▸ **LISTING**:
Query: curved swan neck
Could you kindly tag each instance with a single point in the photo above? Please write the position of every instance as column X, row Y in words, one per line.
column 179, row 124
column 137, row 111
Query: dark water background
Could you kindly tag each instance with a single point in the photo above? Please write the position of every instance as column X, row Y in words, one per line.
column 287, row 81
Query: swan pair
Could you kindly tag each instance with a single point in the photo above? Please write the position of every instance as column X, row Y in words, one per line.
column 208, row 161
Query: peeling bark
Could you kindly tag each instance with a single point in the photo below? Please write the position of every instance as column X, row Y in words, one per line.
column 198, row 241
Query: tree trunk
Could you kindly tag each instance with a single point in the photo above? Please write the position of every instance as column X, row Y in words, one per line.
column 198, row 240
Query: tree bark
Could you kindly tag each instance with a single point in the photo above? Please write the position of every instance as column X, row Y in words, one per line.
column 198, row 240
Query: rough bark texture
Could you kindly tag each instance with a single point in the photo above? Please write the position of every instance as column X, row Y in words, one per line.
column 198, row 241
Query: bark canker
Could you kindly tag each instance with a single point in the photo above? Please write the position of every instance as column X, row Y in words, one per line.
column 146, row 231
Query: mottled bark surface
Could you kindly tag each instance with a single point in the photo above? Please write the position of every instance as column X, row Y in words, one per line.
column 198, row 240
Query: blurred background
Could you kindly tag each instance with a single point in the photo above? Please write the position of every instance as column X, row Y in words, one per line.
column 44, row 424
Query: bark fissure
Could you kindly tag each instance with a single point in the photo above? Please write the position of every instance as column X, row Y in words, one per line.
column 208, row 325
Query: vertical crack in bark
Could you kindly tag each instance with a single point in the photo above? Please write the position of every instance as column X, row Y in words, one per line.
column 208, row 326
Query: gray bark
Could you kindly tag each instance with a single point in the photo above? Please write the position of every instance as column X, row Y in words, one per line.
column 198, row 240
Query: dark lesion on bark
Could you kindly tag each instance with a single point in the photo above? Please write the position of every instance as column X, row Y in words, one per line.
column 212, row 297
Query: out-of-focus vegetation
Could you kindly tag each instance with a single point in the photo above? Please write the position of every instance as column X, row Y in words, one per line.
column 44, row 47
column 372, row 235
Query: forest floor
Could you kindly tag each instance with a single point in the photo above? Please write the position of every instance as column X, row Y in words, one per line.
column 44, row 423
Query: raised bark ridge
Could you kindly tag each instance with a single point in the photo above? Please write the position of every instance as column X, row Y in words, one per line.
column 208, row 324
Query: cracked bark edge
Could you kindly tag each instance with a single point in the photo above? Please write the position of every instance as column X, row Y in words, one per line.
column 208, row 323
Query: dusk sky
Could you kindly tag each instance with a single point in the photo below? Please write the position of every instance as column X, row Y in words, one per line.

▸ **AIM**: Extract every record. Keep wording exact.

▸ **THE SOLUTION**:
Query: curved swan neck
Could you kindly tag each instance with a single point in the photo above? Please write the position of every instance as column X, row Y in words, one per line.
column 179, row 124
column 137, row 111
Query: dark water background
Could you kindly tag each instance with a single point in the photo above? Please write the position of every instance as column X, row Y in words, one per line.
column 287, row 81
Query: swan pair
Could you kindly tag each instance with a single point in the photo above? Please write the position of every instance as column X, row Y in words, one per line.
column 208, row 161
Query: peeling bark
Could you kindly tag each instance with a single point in the photo below? Please write the position of every instance as column X, row Y in words, one per line.
column 198, row 241
Query: tree trunk
Could you kindly tag each instance with a single point in the photo above? Please write the position of every instance as column X, row Y in words, one per line.
column 198, row 240
Query: tree bark
Could you kindly tag each instance with a single point in the photo above? Please write the position of every instance as column X, row Y in words, one per line.
column 198, row 240
Query: rough bark texture
Could you kindly tag each instance with a single point in the photo above? Please write the position of every instance as column X, row Y in words, one per line.
column 198, row 241
Query: bark canker
Could you kindly tag each instance with a single point in the photo above? Please write the position of every instance as column X, row Y in words, one per line.
column 146, row 231
Query: mottled bark surface
Could you kindly tag each instance with a single point in the photo above? Please write the position of every instance as column X, row Y in words, one per line.
column 198, row 240
Query: blurred background
Could you kindly tag each instance with a single point in the photo above? Please write the position of every instance as column X, row Y in words, one per line.
column 44, row 424
Query: bark fissure
Could you kindly tag each instance with a single point in the photo above? Please write the position of every instance as column X, row Y in words, one per line.
column 208, row 325
Query: vertical crack in bark
Could you kindly tag each instance with a single point in the photo above? Please write the position of every instance as column X, row Y in words, one per line.
column 208, row 326
Query: gray bark
Could you kindly tag each instance with a single point in the photo above? Please write the position of every instance as column X, row Y in words, one per line.
column 198, row 240
Query: dark lesion on bark
Could you kindly tag each instance with a single point in the photo above? Please write the position of every instance as column X, row Y in words, one per line.
column 212, row 297
Query: out-of-focus vegetation
Could you kindly tag each instance with a single point in the photo above? Please write the position of every instance as column X, row Y in words, one per line.
column 44, row 47
column 372, row 235
Query: forest floor
Could you kindly tag each instance with a single point in the photo above? Please write the position of every instance as column X, row Y in words, one per line.
column 44, row 423
Query: raised bark ridge
Could you kindly tag each instance with a single point in the photo above? Please write the position of every instance as column X, row Y in words, one per line.
column 208, row 324
Query: cracked bark edge
Could you kindly tag each instance with a single point in the photo above? Please write the position of every instance as column X, row Y in words, one per line.
column 208, row 323
Query: dusk sky
Could you kindly tag each instance with a single point in the photo below? Please write the position of every instance as column X, row Y in words, one per line.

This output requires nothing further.